[Opening Provided text section]
It’s often said that God works in mysterious ways. Quite frankly, I find God’s ways downright frickin’ bizarro most of the time, but that does lend certain capriciousness to life that I think we could all use more of.
Case in point: I spent half the day last Saturday in the company of 150 of my closest Presbyterian friends at a class entitled “Dangerous Elders.” Upon arriving, I was crushed to discover that kung fu fighting was not part of the day’s agenda, but I soldiered on until we came to lunchtime.
Suddenly struck by the necessity of socializing, I donned my faux extrovert persona and scanned the crowd for familiar faces, trying not to appear pathetic. Thankfully, I found some friends from Leadville, CO who were too buzzed on all the oxygen at 5200 feet above sea level to notice if I looked pathetic. Then, a member of one of my favorite rural churches found me and we and some other folks spent the next ten minutes catching up on a perennially relevant and riveting topic to Coloradans: road construction.
At one point, another solo attendee and I bumped elbows and exchanged a few funny words and then we all got in the lunch line. I was hoping to sit with my fellow asphalt aficionados. But when the seating hostess called for two people to fill in an incomplete table, I threw caution to the wind and volunteered.
The hostess sat me next to the other solo flyer I’d run into – literally – a few minutes earlier. We started chatting (like you do), immediately hitting it off (which is altogether too rare), and the conversation, inevitably, turned to our occupations.
My companion – whom I’ll call Fiona, because that’s not her name – told me that she was in the marriage and family therapy business. Since I know exactly one marriage and family therapist, I said: “I realize there are about seven million marriage and family therapists in the world, but I don’t suppose you know Artemisia Donohue?”
[Closing Provided text section]
=== Exercise directions ===
Condense the paragraph of the provided text that begins "Suddenly struck by the necessity of socializing" into a short bulleted list of its main points.
[Opening Data for review section]
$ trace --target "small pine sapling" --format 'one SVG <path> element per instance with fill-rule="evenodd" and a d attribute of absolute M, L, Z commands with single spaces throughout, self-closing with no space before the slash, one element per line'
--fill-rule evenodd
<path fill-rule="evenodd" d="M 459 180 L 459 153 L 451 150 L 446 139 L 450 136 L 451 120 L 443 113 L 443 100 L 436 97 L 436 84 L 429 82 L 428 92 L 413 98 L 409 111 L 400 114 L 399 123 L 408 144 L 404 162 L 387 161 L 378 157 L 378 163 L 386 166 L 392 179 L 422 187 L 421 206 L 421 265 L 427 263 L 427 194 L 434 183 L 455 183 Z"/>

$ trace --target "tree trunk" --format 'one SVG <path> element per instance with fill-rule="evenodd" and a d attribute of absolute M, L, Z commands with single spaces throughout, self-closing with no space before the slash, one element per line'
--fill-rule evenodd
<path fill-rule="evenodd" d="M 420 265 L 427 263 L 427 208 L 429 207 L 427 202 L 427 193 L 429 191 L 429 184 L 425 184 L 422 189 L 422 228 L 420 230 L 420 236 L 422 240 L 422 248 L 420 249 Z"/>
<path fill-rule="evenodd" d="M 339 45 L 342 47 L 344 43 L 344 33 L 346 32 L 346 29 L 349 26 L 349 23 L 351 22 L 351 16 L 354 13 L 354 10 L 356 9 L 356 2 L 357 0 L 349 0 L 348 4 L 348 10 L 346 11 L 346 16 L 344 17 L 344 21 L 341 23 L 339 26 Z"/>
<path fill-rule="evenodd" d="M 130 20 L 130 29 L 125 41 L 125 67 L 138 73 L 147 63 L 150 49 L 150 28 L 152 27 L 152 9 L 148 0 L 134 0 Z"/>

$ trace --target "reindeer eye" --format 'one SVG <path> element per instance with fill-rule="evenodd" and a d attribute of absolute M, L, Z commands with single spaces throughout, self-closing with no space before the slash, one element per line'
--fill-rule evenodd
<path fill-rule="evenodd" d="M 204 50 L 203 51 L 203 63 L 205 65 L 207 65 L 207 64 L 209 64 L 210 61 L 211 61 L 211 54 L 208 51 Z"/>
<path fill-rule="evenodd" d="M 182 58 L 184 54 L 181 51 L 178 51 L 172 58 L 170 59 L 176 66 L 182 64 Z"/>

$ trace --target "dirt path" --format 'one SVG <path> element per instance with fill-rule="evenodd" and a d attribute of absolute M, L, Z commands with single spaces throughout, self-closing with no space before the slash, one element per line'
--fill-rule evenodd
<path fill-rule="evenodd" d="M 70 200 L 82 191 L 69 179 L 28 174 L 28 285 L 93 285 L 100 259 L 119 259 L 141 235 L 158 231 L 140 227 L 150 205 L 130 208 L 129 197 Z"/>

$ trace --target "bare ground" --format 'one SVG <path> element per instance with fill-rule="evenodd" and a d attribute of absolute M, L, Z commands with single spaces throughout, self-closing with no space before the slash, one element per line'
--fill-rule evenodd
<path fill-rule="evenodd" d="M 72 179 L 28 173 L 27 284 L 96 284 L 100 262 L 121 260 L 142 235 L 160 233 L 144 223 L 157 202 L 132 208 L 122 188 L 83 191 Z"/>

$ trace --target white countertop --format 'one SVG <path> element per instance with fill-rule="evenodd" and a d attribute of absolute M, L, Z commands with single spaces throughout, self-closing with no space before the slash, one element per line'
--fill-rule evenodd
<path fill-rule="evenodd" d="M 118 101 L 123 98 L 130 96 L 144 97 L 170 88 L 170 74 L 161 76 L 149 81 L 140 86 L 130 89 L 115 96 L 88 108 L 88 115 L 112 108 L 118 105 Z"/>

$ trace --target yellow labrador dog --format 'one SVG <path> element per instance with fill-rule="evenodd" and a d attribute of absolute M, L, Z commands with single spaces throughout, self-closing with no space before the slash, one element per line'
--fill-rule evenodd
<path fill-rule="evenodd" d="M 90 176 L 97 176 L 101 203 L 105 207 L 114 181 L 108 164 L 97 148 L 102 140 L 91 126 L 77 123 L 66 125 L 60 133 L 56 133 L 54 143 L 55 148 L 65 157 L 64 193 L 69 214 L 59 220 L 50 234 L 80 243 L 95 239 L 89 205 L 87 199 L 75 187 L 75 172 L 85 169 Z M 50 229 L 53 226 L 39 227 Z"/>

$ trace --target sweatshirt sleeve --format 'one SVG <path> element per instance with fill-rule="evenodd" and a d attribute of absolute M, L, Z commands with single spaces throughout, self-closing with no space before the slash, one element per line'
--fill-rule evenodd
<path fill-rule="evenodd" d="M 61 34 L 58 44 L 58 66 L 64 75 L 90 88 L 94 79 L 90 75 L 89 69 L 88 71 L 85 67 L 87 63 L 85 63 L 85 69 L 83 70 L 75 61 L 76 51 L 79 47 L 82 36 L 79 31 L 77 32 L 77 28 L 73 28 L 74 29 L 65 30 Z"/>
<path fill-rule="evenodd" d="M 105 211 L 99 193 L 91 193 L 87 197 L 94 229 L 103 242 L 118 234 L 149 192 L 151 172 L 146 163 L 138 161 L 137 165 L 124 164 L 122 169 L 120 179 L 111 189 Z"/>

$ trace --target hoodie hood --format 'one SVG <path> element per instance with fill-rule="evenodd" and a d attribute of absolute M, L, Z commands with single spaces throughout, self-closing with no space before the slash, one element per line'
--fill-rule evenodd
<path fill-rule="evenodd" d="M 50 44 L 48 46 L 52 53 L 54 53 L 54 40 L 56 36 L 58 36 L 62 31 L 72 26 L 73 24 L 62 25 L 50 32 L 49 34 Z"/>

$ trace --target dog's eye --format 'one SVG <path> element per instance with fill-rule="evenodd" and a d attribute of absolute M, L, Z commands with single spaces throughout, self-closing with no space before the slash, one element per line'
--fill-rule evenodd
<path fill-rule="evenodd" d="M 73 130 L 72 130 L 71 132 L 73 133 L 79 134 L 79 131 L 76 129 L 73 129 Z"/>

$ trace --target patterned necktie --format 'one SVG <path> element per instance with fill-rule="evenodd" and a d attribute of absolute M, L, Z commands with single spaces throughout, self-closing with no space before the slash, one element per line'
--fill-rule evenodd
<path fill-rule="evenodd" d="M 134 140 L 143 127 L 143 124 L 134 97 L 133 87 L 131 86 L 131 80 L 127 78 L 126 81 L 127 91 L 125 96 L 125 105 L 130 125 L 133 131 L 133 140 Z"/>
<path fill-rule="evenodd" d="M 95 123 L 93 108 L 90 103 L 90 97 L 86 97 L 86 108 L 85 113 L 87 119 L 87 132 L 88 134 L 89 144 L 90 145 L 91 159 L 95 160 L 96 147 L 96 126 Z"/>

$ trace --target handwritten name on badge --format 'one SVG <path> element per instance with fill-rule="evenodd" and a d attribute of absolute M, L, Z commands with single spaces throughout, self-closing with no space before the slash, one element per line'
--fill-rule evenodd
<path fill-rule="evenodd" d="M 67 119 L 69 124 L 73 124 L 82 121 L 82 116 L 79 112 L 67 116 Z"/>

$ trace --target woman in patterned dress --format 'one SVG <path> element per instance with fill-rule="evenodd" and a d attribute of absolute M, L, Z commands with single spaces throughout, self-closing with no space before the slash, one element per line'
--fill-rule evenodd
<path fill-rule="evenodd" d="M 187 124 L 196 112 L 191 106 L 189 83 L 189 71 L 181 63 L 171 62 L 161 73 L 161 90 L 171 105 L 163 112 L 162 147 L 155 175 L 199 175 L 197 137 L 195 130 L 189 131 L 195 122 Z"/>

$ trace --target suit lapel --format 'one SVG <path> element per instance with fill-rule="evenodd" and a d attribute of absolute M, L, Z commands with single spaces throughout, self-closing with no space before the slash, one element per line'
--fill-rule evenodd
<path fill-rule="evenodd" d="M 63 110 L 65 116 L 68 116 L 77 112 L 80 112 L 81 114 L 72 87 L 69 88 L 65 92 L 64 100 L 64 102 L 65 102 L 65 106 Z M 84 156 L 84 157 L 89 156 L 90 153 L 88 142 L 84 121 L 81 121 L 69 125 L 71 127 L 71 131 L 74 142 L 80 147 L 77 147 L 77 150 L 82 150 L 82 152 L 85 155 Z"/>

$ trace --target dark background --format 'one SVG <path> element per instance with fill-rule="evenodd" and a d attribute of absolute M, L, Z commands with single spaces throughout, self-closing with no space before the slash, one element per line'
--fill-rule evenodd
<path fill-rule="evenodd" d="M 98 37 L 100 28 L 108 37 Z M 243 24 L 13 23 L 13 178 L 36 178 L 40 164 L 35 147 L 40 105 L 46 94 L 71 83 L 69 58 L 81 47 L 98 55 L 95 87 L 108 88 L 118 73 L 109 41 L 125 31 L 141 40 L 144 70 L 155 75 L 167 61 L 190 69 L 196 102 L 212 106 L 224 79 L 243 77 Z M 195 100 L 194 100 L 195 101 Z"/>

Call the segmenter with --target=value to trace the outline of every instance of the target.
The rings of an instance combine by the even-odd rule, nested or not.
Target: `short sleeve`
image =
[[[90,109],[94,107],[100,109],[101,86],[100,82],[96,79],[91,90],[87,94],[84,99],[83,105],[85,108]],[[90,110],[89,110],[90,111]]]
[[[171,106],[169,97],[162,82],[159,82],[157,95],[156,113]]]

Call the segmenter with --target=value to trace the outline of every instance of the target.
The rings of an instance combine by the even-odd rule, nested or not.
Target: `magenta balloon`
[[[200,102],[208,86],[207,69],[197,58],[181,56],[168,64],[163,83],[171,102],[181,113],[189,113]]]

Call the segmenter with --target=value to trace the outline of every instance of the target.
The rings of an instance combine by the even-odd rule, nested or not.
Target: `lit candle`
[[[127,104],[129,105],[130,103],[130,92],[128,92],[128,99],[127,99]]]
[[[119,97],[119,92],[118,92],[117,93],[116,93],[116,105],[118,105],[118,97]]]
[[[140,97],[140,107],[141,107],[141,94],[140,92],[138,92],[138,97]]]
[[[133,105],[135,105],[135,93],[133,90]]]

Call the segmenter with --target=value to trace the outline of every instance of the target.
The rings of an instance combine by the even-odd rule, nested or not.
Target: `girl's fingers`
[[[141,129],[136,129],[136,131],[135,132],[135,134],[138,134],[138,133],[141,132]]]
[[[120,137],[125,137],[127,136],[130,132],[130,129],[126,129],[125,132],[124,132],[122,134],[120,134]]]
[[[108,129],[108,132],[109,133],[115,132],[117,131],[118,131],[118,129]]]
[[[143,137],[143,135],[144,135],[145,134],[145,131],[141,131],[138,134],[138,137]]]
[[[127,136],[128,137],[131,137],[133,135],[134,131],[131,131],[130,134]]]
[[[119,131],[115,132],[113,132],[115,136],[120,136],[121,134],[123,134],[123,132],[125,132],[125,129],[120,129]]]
[Closing Data for review section]
=== Answer space ===
- Feeling the need to socialize, I put on my faux extrovert persona and scanned the crowd for familiar faces while trying not to look pathetic.
- I found some friends from Leadville, CO, who were too buzzed on the oxygen at 5200 feet above sea level to notice.
- A member of one of my favorite rural churches found me.
- We and some other people spent ten minutes catching up on road construction, a topic Coloradans always find relevant.